Sunday, June 29, 2008

duct tape on my mouth

At one of Pook's first swimming lessons, when he was three, coach Patrick remarked, laughing, "We've got a sinker here!" Pook naturally swims about eight inches under water. His normal movement in the water, say from jumping off the diving board and getting to a ladder, is underwater with hands at his sides, doing a dolphin kick, feet together. In the past few years he has learned how to float and swim freestyle fine. Last year's coach, Jay, noticed his swim and decided to teach him the butterfly stroke. This is usually very hard and taught later, after back stroke and breast stroke, but Pook seemed ready for it, and did well learning it.

When he began anticipating his first swim meet, he told me he wanted to win a first place ribbon. Part of me wanted to tame the enthusiasm to a realistic level, but then I realized he just needed a niche. Since very few kids his age would know the butterfly stroke, the swim team coach helped him polish it up one evening and thought he was good enough to compete with it. His niche.

There were kids, ages 5-18, from five pools around Atlanta at the swim meet. The other teams were much larger than ours, so there were probably 120-150 kids there, plus all the parents and siblings in attendance.

The young girls started with ages 6 and under swimming 25m freestyle. Then boys, then ages 8 and under, girls, then boys. Pook seemed prepared and did a great job with his first race. Everyone earns a ribbon if they get to the end, so he collected his ribbon with pride and went off to play with his buddies. All ages did freestyle, then backstroke, then breast stroke. He opted out of those and since he doesn't really know them well, that was fine. I spoke to him (about 2 hours later!) and reminded him that his coaches and I wanted him to swim butterfly.


Surprised, I tried to find out why. He gave vague answers about being dry, about not knowing how and being tired. I could tell there was more to the story, but he didn't want to talk about it. I stopped discussing it with him and sent him to stay by the coaches and do what they asked. I figured they'd peer pressure him into it. He returned to me a bit later and said he would swim the butterfly under one condition: We couldn't cheer for him.

I'm a cheerer. I whoop and holler for the kid who is still swimming when the other competitors are getting out of the water. (I'm always for the underdog.) I try to cheer for any kid I know, hoping to excite them and encourage them. Pook is not a whoop-and-holler-for-me-kid.

- **LISTED ENTRIES**
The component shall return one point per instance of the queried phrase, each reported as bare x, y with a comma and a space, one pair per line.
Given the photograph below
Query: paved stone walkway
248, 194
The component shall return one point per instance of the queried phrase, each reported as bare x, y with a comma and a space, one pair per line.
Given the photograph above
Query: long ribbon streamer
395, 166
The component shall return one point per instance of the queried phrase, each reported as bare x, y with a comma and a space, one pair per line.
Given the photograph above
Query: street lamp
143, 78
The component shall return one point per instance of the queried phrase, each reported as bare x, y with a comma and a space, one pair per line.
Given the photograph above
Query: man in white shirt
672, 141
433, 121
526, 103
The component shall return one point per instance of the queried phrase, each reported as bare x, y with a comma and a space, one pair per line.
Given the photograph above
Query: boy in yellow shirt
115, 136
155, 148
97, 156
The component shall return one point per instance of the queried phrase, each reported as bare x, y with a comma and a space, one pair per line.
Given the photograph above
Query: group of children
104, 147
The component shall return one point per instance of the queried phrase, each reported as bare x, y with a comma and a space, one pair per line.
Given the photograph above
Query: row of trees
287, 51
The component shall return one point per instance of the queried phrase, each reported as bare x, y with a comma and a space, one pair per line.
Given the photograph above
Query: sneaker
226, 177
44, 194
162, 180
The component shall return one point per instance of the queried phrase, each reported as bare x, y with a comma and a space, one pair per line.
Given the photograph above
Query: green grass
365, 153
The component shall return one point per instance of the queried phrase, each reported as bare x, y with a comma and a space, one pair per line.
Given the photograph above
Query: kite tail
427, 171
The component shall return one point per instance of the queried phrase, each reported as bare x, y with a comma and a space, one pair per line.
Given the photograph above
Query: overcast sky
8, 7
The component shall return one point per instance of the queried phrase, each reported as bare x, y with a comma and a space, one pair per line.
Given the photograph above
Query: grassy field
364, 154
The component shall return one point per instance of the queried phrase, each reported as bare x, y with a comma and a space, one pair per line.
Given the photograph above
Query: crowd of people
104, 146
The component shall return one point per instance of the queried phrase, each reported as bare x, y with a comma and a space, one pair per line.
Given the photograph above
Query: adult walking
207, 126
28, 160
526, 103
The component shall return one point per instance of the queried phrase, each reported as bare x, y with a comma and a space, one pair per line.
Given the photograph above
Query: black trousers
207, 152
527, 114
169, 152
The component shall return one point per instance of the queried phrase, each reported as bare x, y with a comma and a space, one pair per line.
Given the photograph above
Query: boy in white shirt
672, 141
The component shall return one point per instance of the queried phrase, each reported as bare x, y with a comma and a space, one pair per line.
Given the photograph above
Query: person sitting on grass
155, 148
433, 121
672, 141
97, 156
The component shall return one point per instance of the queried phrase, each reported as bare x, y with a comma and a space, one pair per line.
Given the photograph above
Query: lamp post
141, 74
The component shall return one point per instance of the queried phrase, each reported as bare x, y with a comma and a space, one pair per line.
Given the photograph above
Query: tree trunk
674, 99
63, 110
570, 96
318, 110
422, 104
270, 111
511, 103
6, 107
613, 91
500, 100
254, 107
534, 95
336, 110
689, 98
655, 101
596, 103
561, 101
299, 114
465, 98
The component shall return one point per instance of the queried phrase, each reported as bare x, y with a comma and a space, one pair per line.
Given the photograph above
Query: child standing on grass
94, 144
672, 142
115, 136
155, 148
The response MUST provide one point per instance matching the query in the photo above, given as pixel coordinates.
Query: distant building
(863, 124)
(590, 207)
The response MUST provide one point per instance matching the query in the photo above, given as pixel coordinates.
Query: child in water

- **PROMPT**
According to the post about the swim meet, why was the butterfly stroke a good niche for Pook? Answer in one to three sentences.

- **OUTPUT BELOW**
Very few kids his age would know the butterfly stroke, so it gave him a realistic chance at the first place ribbon he wanted. The swim team coach helped him polish it and judged him good enough to compete with it.